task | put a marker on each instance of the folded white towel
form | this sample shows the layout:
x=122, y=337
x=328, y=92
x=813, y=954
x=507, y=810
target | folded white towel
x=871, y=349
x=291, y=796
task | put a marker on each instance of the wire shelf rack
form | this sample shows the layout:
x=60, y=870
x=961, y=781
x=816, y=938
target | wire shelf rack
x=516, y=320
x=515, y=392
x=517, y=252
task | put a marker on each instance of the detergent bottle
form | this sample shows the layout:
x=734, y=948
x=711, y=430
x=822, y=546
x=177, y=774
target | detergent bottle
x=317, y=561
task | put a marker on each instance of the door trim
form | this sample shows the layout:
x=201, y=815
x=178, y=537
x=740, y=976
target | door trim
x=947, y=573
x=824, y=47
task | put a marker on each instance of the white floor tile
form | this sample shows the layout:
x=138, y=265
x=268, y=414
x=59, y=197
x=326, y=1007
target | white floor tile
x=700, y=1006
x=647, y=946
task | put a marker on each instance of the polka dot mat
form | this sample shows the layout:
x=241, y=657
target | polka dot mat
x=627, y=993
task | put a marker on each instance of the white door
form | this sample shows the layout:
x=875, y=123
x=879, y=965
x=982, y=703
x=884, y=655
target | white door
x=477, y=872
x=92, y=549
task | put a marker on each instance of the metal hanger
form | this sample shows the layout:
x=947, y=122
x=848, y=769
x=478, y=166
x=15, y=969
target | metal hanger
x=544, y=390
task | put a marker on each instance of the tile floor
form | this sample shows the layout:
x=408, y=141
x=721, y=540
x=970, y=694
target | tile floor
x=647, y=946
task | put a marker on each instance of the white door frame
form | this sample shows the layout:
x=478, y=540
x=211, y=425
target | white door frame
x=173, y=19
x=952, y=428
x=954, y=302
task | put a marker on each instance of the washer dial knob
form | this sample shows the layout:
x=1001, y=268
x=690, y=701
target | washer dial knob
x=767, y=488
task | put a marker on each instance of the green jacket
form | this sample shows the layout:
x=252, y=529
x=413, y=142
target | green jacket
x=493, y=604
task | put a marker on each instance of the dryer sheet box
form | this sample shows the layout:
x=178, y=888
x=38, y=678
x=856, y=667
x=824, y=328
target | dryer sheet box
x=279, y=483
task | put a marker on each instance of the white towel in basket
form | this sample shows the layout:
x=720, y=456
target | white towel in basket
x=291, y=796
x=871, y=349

◆ ◆ ◆ ◆ ◆

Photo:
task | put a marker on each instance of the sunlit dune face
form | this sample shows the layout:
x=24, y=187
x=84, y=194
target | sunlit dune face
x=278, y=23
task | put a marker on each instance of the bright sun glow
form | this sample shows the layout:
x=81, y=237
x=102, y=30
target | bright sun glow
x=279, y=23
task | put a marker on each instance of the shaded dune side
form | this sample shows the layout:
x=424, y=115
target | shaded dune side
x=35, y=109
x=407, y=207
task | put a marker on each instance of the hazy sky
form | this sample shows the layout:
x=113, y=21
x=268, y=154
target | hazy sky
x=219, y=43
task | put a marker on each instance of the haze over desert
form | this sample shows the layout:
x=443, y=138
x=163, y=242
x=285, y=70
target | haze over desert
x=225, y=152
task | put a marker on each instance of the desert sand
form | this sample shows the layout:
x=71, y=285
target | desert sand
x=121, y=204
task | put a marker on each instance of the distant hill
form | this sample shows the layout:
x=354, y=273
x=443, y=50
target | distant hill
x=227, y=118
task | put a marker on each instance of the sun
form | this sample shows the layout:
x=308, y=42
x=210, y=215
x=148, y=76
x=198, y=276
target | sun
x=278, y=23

◆ ◆ ◆ ◆ ◆

**Exercise brief:**
Please give an exact copy of the lines above, beginning with the line containing "x=285, y=70" and running through the line containing "x=354, y=273", and of no other lines.

**Exercise response:**
x=285, y=70
target | haze over desert
x=225, y=152
task | put a marker on each instance of the desert sand
form | this sample shows the layout:
x=71, y=285
target | desert sand
x=121, y=204
task | put a marker on each instance of the distant hill
form | this sample shows the layout:
x=354, y=273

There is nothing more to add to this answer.